Passage shown
((

There are a multitude of unconventional processes and techniques that can be applied to a scenario where all hurdles have been overcome. Statistics point to some particularly impactful approaches:
- Lateral lengths can be maximized within land/legal, operational and geological constraints. It generally is agreed that remaining approximately horizontal within a potentially productive zone for extended distances increases net present values beyond what is possible for short laterals.
- Promoting and verifying the even distribution of propped fractures in each stage to the greatest degree possible often is critical.
- Propping multiple narrow induced fractures may have substantially more impact on a well’s production profile than ensuring high fracture conductivity in fewer, simpler and wider fractures. Generally, this is accomplished by using low-viscosity carrier fluids (0.5-2.0 centipoise) and small-diameter proppants (often 40/70- and/or 100-mesh).
- Achieving tight fracture spacing along the lateral can make a big difference. In any given play, an optimum stage and cluster spacing combination can be determined either by upfront measurements or experimenting with a large number of capital-intensive wellbores. The degree to which operators can take advantage of this parameter is itself permeability-dependent, whereby “Zone B” scenarios typically would duplicate current industry practice (10- to 30-foot cluster spacing), and “Zone C” reservoirs might employ spacing up to double that.
- It can be key to recognize the role of landing elevation and its relationship to proppant settling and “duning” effects. Scenarios whereby the bulk of the hydrocarbon target lies at, near or below the landing elevation often have a higher chance of being adequately propped when pumping slickwater.

))

Check your understanding
**a.** Sum up the passage on well completion approaches in two sentences.
**b.** Update the passage on well completion approaches from "- Promoting and" to "40/70- and/or 100-mesh).", swapping "fractures" for "fissures".
**c.** Go on with the passage on well completion approaches from where it stops.
These items are separate from the passage on well completion approaches.

Recorded data:
((

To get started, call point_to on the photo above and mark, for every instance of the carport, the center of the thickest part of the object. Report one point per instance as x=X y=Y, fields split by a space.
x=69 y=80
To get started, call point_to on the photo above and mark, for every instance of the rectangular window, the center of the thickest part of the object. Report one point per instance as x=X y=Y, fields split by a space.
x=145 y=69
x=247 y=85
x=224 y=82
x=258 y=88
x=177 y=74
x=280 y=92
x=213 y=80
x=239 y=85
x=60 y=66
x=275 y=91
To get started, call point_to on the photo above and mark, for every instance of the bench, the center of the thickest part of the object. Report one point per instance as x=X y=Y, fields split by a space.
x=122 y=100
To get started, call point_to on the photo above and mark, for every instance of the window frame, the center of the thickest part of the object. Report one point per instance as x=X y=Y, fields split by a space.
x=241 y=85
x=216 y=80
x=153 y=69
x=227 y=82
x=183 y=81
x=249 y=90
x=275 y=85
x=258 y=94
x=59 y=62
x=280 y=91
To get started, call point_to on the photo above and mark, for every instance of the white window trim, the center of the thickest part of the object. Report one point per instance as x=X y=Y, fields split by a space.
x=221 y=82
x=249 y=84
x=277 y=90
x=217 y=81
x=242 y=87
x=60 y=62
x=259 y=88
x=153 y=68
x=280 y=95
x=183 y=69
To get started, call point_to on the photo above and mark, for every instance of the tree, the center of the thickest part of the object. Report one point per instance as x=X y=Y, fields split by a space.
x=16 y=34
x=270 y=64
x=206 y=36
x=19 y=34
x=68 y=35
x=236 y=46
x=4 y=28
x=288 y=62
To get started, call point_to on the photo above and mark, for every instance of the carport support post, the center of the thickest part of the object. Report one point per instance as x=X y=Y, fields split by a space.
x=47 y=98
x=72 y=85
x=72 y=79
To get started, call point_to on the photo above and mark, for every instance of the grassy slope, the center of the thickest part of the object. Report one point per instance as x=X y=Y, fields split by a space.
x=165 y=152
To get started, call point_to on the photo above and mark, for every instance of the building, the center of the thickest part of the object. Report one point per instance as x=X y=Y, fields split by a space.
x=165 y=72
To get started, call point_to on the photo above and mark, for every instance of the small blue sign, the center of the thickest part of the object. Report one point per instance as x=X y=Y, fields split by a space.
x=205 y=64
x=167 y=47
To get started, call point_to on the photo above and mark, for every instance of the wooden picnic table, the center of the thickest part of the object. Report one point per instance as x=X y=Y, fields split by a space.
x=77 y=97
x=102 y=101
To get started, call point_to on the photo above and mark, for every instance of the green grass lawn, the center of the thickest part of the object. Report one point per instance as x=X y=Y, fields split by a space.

))

Answers by item
**a.** Statistics point to several impactful approaches for unconventional wells: maximizing lateral length, distributing propped fractures evenly in each stage, and propping multiple narrow fractures with low-viscosity fluids and small proppants. Tight fracture spacing also matters, to a degree that depends on permeability, as does recognizing how landing elevation relates to proppant settling and duning.

**b.**
- Promoting and verifying the even distribution of propped fissures in each stage to the greatest degree possible often is critical.
- Propping multiple narrow induced fissures may have substantially more impact on a well’s production profile than ensuring high fracture conductivity in fewer, simpler and wider fissures. Generally, this is accomplished by using low-viscosity carrier fluids (0.5-2.0 centipoise) and small-diameter proppants (often 40/70- and/or 100-mesh).

**c.**
- Surface efficiency can impact the cost of operations significantly. Service companies associated with North American oil and gas stimulation have made huge inroads with respect to environmentally responsible efficiency. Examples include real-time advanced engine and pump diagnostics, proppant handling and delivery logistics, and precise integration of dependent services sourced from multiple vendors.
A number of legacy conventional plays are starting to receive renewed attention in regard to their potential for responsible unconventional development, with timing that depends considerably on commodity pricing. Legacy portions of the Haynesville Shale probably top the list, followed by the Tuscaloosa Marine, the Upper Devonian/Huron, the Gulf Coast Lower and Middle Wilcox series, and the Uinta Basin. Operators in each of these moderate-permeability plays are in various stages of study and/or experimentation with unconventional techniques.
Operators and academia alike suggest that applying unconventional drilling and completion practices to conventional reservoirs does not always make fiscal sense. Indeed, it is probable that higher-permeability reservoirs may be most cost-effectively drained with vertical wellbores and attention to reducing near-wellbore skin. However, employing specific unconventional processes and techniques can dramatically improve recovery factors, EURs and the rate of recovery in legacy “borderline” plays with low to moderate permeabilities.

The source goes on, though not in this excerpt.